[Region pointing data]
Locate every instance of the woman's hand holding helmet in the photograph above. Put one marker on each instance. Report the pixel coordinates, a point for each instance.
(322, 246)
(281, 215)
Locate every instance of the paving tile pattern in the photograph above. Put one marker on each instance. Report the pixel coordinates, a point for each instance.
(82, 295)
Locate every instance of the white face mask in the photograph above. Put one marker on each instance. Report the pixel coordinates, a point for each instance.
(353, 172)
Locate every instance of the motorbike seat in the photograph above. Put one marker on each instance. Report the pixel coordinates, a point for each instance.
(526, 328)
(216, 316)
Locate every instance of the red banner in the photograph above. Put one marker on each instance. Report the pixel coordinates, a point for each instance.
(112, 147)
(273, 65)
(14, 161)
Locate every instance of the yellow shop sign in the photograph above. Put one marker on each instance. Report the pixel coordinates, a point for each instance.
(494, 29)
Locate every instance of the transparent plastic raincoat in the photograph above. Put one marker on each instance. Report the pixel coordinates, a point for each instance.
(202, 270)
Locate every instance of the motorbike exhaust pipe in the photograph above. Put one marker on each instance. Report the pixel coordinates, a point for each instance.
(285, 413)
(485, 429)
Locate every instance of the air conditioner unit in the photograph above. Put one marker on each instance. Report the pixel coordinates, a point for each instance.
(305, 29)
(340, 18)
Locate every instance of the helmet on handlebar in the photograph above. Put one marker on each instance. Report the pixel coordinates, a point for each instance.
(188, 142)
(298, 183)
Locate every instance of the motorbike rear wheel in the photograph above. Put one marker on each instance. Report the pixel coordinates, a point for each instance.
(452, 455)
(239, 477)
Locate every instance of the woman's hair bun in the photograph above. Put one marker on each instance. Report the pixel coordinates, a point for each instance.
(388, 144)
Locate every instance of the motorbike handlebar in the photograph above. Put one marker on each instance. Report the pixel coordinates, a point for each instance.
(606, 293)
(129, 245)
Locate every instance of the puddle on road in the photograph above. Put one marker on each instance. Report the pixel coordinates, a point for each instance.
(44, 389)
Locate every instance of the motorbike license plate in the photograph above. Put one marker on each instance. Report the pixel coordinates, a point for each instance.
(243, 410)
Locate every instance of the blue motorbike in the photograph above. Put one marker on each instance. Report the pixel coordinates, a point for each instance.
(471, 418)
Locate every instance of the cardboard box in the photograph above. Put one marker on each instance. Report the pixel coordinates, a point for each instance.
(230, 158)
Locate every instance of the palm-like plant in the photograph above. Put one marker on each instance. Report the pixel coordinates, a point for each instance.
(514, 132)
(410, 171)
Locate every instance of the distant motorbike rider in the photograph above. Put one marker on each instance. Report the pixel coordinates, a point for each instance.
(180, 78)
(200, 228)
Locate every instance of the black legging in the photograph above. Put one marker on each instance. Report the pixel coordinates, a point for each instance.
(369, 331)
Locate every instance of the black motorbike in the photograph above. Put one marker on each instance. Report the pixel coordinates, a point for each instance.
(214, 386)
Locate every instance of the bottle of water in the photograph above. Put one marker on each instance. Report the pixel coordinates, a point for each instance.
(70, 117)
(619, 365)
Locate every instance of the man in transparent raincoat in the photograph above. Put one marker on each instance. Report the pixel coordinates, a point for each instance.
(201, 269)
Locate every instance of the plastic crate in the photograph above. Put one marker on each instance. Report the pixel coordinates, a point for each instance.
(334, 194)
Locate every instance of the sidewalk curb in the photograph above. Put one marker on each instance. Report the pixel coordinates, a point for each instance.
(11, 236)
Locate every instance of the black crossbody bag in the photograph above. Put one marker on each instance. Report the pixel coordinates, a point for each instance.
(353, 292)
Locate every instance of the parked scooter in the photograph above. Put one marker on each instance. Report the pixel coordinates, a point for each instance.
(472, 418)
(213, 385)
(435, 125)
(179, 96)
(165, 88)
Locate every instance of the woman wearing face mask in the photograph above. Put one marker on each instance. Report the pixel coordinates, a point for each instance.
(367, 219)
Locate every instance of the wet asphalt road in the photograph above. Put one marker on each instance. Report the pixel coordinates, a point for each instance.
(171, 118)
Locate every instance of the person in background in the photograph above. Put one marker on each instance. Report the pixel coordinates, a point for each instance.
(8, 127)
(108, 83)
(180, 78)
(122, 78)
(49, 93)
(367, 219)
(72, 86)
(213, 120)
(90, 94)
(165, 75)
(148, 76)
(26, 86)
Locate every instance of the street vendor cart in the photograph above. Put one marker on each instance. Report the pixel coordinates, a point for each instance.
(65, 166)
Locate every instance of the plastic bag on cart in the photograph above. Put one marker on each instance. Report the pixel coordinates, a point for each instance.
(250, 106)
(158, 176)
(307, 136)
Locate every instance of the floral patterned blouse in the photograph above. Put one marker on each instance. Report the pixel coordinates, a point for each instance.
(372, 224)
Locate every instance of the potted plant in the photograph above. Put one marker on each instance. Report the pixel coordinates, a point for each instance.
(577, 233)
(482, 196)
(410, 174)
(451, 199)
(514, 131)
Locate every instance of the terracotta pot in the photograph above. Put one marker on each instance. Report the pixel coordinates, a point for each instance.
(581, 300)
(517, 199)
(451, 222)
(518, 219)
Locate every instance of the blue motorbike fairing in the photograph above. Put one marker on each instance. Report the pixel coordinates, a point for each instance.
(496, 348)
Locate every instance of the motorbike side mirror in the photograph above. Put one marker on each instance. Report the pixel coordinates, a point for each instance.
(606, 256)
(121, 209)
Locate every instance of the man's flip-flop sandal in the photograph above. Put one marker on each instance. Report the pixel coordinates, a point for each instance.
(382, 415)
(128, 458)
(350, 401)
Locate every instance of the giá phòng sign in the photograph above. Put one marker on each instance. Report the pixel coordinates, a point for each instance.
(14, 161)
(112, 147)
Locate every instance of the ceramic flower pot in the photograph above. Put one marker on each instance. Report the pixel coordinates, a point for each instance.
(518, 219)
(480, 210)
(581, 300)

### Work instruction
A verbatim copy of all the records is to be produced.

### Response
Locate every instance of the woman's hand holding helmet in the photograph above. Put one marker on each instance. Report the pixel coordinates, a point for each instance.
(322, 246)
(281, 215)
Locate every instance of the paving tile pattern in the photograph above. Put one marker on each instance. Report the pixel coordinates, a point for each instance.
(82, 295)
Locate every instance of the white face mask in the photograph above. Put one marker on each instance. Report the pixel coordinates, a point for each instance.
(353, 172)
Locate every instance of the motorbike seat in the photograph above. Put one marker on each instance. Report the pixel coordinates, a point for each instance.
(526, 328)
(216, 316)
Locate every instance of the red banner in the photograph above. Put one marker on each instance. Report the pixel coordinates, a point for each instance.
(112, 147)
(273, 65)
(14, 161)
Locate every instance of the yellow shop sign in the photograph above. Put one marker on each instance. Report the pixel coordinates, a point for each instance.
(494, 29)
Locate every instance of the transparent plastic raincoat in the photograph above. Put one marker on each instance. Report the pixel coordinates, a point for each instance.
(202, 270)
Locate every instance of the motorbike exhaust pipe in the photograph above. Put one marker on each instance. Report the pixel coordinates, a point for each instance.
(285, 413)
(485, 429)
Locate every instance of the air conditioner unit in the photograph above. Put one marker on each instance. Report the pixel coordinates, a point for each instance.
(305, 29)
(340, 18)
Locate every instance of the helmet on handlebar in the photograph above. Put one marker on each instance. Report the pixel coordinates, a point for each instance.
(188, 142)
(298, 183)
Locate every instance of the motorbike rear wheel in the photograph above. Put one marker on each instance. Report the pixel coordinates, a point for each instance.
(452, 455)
(239, 477)
Locate every instance of the woman's hair bun in the photograph above. Put one marker on each instance. Report the pixel coordinates, a point for each instance.
(388, 144)
Locate every instance of the motorbike handlebar in the photograph above. Put one marker on each instance. Report the pixel coordinates, a point for each instance.
(606, 293)
(129, 245)
Locate every instance of the puddle on road in the photograph above. Put one marker on each instance. Report the pixel coordinates, a point for each instance.
(44, 389)
Locate every instance of the motorbike license plate in the photograph above. Put one marker on each instance. Report the pixel coordinates, a point for each instance.
(243, 410)
Locate every instance of the blue motorbike in the photograph above. Put one marker on each instance. Report the pixel coordinates, a point for each instance.
(471, 418)
Locate every instance of the cardboard box in the photograph above. Put one marker on each instance. Report the pixel coordinates, a point for each instance.
(230, 158)
Locate every instance of the palm-like plant in the photograph above. Put one marker on each instance. Report the pixel coordinates, a point for each instance.
(514, 132)
(410, 171)
Locate every instance of the distant motorbike rider in the photograph above. Put one marker on each instance. Report the pixel coordinates, a point for each instance.
(180, 78)
(200, 228)
Locate every instance of the black legging in the photograph above. Put one marker on each instance. Report the pixel coordinates, a point for each instance.
(369, 331)
Locate every instance of the black motorbike in the photograph above. Put one marker on each instance. Report the pixel coordinates, a point for each instance.
(214, 386)
Locate every instance of the bottle of water in the photograph above. Put one marker on each instance. Report the pixel coordinates, a point for each instance.
(70, 117)
(619, 365)
Locate every instance of the man in transparent raincoat in the photograph above. Put one marker on each instance. Report the pixel coordinates, a point for each instance.
(201, 269)
Locate every instance of the plastic crate in the photograph above. Put one marker on each instance. Report the pixel coordinates, a point for each instance.
(334, 194)
Locate every instance of the sidewalk curb in the photograph above. Put one marker on each instance. Report the pixel coordinates, a point for each instance.
(11, 236)
Locate every instance of the black crossbody bag in the photograph above. Put one marker on each instance. Report the pixel coordinates, a point for each instance.
(353, 292)
Locate every instance of the parked scooter in the photograph above. Put one marker on each instance. Report the pixel coordinates, a point for each instance.
(472, 418)
(213, 385)
(435, 125)
(179, 96)
(165, 88)
Locate every instance of the woman wearing face mask in the photograph above. Put one marker on each instance. Report the pixel coordinates, a point for each instance.
(367, 219)
Locate every instance of the wet asphalt road in the photograph above. Put one marker on each instance. Report the pixel coordinates, a point for each instance.
(171, 118)
Locate every instance of the person in background in the photograph above. Put one marker on each instance. Report the pixel coordinates, a point for each instance.
(8, 127)
(108, 83)
(180, 78)
(122, 78)
(49, 93)
(367, 219)
(72, 86)
(213, 120)
(90, 94)
(165, 75)
(148, 76)
(26, 86)
Locate every instance of the street vendor cart in the photograph above. Put one marker on each instance. Report the pixel coordinates, a point for each instance.
(65, 166)
Locate every instance of the plastic bag on cart in the photograph above. Put one marker on each instance. Report the pixel coordinates, a point for each instance.
(250, 106)
(158, 176)
(307, 136)
Locate every instance of the floral patterned blouse in the photograph above. Put one marker on each instance. Report the pixel coordinates, a point for each instance.
(372, 224)
Locate every instance of the potted plant in the photograph above. Put one marker on each instance. Report the pixel coordinates, a point for each instance.
(577, 233)
(482, 196)
(410, 174)
(451, 199)
(514, 131)
Locate every instance of the terracotta pot in the photograph above. Put one marker on each instance. Report the pixel coordinates, a point for each instance.
(581, 300)
(517, 199)
(451, 222)
(518, 219)
Locate every instance of the blue motorbike fairing in the photograph above. Put one marker on each instance. Report the pixel coordinates, a point for each instance.
(496, 348)
Locate every instance of the motorbike side mirror in the photograph above. Put one marker on each instance. Report the pixel coordinates, a point for each instance.
(606, 256)
(121, 209)
Locate every instance of the man's flip-flop sandal in the photograph above. Put one marker on each instance. Report the pixel coordinates, a point for each instance.
(382, 415)
(128, 458)
(350, 401)
Locate every instance of the giá phòng sign in the photograph above. Put one marker on each instance. Report the pixel coordinates, a point for each instance.
(14, 161)
(112, 147)
Locate every instance of the ceramic flower pot in the photograph above. Put one marker on each instance. Report the pixel coordinates, a point for each instance.
(518, 219)
(480, 210)
(581, 300)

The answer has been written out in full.